::: Fragmento seleccionado
AMAZONAS

Puerto Nariño

Postales
de un manatí

—¡A ver, quiero escuchar esa barrita esa barrita esa barrita que sueneee!

Las graderías llenas de gente gritan alrededor de la pista de baile —que es, en realidad, una cancha deportiva de cemento— listas para la gran competencia de la noche. Enormes banderas colombianas se extienden a los lados de la multitud: señoras con sus niños, chicas en jeans apretados, chicos tomando cerveza, unos perros cruzan por aquí y por allá, mientras las parejas concursantes entran en fila con un número pegado en la espalda.

La regla dice: gana la pareja que baile mejor y sin parar durante 24 horas. Hasta la noche siguiente, digamos.

—¡¿Quién se llevará esos cuatro millones de pesos?! —grita el tipo del micrófono.

Lo sabremos más adelante. Por ahora, la noche arranca con la bulla de los gritos y las palmas y unos pasitos de champeta para soltar los cuerpos sudorosos. Faltan 48 horas para el Día Nacional de Colombia, 20 de julio, y en Puerto Nariño, la segunda ciudad más importante del departamento de Amazonas —a una hora de la Triple Frontera con Brasil y Ecuador—, la maratón de baile es una atracción turística en este pedazo de selva, en plena semana de la patria.

A diferencia de sus vecinos más cercanos —como Caballococha, municipio peruano, con basura y botes destartalados en sus orillas grises—, Puerto Nariño es un enclave fronterizo con una infraestructura cuidada para los turistas que suelen llegar desde Leticia, capital del departamento y la última ciudad que visitaremos en esta parte del viaje amazónico.
::::::
::: Datos proporcionados
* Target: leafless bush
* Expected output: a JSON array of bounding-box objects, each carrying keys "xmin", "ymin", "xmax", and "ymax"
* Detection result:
::::::
_Ejercicios por resolver_.
a – Indica si cada afirmación concuerda con el fragmento sobre Puerto Nariño. Responde sí o no y cita las palabras del fragmento que lo deciden.
(i) La maratón de baile se celebra sobre una cancha deportiva de cemento.
(ii) Para ganar, una pareja debe bailar sin parar durante 12 horas.
(iii) Los turistas suelen llegar a Puerto Nariño desde Caballococha.
b – Retoma, por favor, el fragmento sobre Puerto Nariño justo después de su última oración.

_Soluciones_.
a –
(i) Sí: «que es, en realidad, una cancha deportiva de cemento».
(ii) No: «gana la pareja que baile mejor y sin parar durante 24 horas».
(iii) No: «para los turistas que suelen llegar desde Leticia».

b –
Puerto Nariño nos recibe con desfiles y guaripoleras en sus calles de ladrillos rojos, palmeras, tiendas y restaurantes. Los niños juegan en la plaza principal, frente al municipio, con su gramilla perfectamente cortada y figuras gigantes de un caimán, un delfín rosado, un pirarucú. Casi no hay ni automóviles ni motocicletas: el casco urbano es lo suficientemente pequeño para recorrerlo todo a pie. Los turistas gringos pueden subir al único mirador de tres plantas, el punto más alto del pueblo, o sentarse a las orillas del río para fotografiar el atardecer del Amazonas. Desde allí, no se necesita ningún filtro de Instagram.

Puerto Nariño es una ciudad ribereña de postal. Pero la recordaremos, sobre todo, por un detalle. Nunca había conocido un pueblo que tenga una «mascota oficial». La de Puerto Nariño es un manatí llamado Moeügchi: «gracias», en lengua tikuna.

Su imagen está en demasiados rincones del municipio. Estatuas de Moeügchi en la plaza, calcomanías y peluches de Moeügchi en las tiendas, letreros de Moeügchi que te aconsejan botar siempre la basura en su lugar. Esa mañana, mientras la maratón atravesaba sus últimas 12 horas de baile incansable, fuimos a buscar a esos manatíes amazónicos, «los únicos que viven en agua dulce», nos habían dicho los expertos.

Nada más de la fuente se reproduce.